EXERCISE TASK: Repeat the passage of the mailing-list reply on fragment identifiers that starts at the words "On 2011/10/08 7:32, Manu" and ends after "3986, and HTML5.", switching "RDFa WG" to "RDFa Working Group".
>> BEGIN DOCUMENT EXTRACT
Re: Fragment Identifiers and Agent Perspectives from Martin J. Dürst on 2011-10-11 (www-tag@w3.org from October 2011)

From: Martin J. Dürst <duerst@it.aoyama.ac.jp>
Date: Tue, 11 Oct 2011 10:22:33 +0900
To: Manu Sporny <msporny@digitalbazaar.com>
CC: W3C TAG <www-tag@w3.org>
Message-ID: <4E939A59.8020905@it.aoyama.ac.jp>
This is in some way a follow-up on Roy's message, with some more 
details. But I started it yesterday, so it's not a reply to Roy's message.

On 2011/10/08 7:32, Manu Sporny wrote:
> Jonathan Rees and I have been having an ongoing discussion about
> fragment identifiers, RDFa and semantics for the better part of a year
> now. Every now and then the TAG requests that the RDFa WG do something
> about it, we have a very long discussion about it, and resolve to not do
> anything because it's not in the RDFa/RDFWA charter to make changes to
> specs like RFC 3023-bis, RFC 3986, and HTML5.
>
> Our latest discussion touched on HTTP Range-14, RFC 3023-bis, and how
> pedants should be able to follow their nose from a Media Type
> registration to how a fragment identifier should be interpreted. This is
> complicated further by the way that the RDFa Core specification is
> designed. Much like XML namespaces, xml:id, and ARIA - it's just a bunch
> of attributes and processing rules. There is no Media Type registration
> for it and thus the only way to follow your nose back to the RDFa Core
> spec is through the other specs that integrate it into the language.
>> END DOCUMENT EXTRACT
>> BEGIN RECORDS SHOWN
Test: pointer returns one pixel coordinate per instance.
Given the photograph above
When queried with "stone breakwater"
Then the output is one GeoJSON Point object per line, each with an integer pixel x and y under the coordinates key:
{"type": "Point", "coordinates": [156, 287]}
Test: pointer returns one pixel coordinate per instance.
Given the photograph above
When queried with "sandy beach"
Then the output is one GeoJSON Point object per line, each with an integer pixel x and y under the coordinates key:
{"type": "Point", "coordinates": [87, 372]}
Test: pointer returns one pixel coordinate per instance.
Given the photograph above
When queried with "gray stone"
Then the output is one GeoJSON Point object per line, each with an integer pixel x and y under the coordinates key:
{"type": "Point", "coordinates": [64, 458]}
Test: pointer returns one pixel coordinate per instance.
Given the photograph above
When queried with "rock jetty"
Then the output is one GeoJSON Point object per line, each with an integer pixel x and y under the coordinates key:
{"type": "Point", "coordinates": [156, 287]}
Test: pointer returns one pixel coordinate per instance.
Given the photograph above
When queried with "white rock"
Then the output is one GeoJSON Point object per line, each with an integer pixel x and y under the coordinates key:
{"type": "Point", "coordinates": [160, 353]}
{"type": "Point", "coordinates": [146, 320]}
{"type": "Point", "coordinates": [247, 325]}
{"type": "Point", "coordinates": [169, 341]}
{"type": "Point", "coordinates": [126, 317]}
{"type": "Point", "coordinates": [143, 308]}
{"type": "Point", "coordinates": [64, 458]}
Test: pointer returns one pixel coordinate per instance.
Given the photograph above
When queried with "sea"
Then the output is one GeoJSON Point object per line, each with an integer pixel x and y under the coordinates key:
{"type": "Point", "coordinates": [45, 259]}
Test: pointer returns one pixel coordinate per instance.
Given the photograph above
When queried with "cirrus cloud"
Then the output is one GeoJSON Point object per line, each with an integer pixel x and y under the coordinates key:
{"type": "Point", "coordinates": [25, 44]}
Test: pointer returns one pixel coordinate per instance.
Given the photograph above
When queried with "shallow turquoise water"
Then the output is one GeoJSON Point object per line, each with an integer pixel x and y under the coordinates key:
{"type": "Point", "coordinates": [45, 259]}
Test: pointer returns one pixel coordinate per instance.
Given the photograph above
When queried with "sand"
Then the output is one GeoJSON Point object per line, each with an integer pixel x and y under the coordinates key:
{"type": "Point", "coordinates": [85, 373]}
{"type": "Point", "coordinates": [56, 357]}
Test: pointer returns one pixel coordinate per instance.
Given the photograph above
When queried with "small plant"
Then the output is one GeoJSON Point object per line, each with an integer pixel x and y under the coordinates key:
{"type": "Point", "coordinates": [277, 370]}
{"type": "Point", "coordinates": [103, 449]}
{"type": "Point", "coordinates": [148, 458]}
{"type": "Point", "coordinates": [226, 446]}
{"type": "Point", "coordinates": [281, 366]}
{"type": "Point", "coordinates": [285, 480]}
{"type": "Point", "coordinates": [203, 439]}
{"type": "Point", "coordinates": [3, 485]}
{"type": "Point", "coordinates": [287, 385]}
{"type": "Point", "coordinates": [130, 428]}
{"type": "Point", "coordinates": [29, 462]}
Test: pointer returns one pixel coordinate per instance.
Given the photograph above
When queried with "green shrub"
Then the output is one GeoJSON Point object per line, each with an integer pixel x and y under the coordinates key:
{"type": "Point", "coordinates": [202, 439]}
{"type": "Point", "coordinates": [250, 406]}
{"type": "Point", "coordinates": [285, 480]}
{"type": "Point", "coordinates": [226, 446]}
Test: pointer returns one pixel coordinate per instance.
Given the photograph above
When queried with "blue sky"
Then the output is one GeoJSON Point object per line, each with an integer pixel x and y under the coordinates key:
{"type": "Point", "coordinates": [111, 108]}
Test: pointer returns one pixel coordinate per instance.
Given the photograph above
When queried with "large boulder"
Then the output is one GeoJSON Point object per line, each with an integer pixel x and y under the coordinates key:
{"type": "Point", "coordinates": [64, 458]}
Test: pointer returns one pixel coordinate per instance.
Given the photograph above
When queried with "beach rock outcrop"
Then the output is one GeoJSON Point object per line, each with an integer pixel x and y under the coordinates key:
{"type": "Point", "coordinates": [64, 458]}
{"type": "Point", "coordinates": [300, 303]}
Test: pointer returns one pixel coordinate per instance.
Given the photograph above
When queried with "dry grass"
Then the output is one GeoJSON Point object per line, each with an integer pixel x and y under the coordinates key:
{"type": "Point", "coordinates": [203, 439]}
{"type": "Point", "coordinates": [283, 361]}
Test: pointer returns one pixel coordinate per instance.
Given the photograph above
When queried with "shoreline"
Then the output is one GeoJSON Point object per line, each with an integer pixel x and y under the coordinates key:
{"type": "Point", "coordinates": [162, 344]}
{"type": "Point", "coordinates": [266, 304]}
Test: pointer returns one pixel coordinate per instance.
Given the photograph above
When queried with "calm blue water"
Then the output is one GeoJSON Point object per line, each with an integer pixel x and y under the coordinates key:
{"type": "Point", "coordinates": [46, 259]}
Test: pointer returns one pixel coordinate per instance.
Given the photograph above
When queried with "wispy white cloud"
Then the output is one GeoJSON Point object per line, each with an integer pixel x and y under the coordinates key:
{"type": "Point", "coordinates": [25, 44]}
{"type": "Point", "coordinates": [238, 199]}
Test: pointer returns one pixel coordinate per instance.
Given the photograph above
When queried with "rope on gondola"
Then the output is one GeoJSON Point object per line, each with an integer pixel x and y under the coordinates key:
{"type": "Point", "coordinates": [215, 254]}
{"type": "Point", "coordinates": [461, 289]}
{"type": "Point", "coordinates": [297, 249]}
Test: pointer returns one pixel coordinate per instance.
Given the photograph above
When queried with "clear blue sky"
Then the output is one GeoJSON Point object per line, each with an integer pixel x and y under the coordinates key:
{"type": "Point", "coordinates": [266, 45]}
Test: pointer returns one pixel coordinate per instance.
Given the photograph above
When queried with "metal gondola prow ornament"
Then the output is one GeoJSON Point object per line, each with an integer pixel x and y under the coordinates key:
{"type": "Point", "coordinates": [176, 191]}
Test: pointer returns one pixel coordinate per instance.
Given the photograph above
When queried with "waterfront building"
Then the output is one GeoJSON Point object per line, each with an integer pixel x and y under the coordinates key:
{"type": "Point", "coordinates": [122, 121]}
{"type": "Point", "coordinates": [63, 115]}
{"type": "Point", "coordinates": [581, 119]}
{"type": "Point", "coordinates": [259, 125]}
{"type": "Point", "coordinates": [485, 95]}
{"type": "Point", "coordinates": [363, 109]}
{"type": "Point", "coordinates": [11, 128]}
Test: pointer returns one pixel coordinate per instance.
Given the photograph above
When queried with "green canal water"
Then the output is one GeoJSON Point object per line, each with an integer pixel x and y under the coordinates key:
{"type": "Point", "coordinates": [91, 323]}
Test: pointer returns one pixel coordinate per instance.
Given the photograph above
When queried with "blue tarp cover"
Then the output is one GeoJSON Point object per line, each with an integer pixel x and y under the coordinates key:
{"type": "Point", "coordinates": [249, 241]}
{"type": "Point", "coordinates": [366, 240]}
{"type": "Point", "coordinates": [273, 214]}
>> END RECORDS SHOWN
RIGHT ANSWER:
On 2011/10/08 7:32, Manu Sporny wrote:
> Jonathan Rees and I have been having an ongoing discussion about
> fragment identifiers, RDFa and semantics for the better part of a year
> now. Every now and then the TAG requests that the RDFa Working Group do something
> about it, we have a very long discussion about it, and resolve to not do
> anything because it's not in the RDFa/RDFWA charter to make changes to
> specs like RFC 3023-bis, RFC 3986, and HTML5.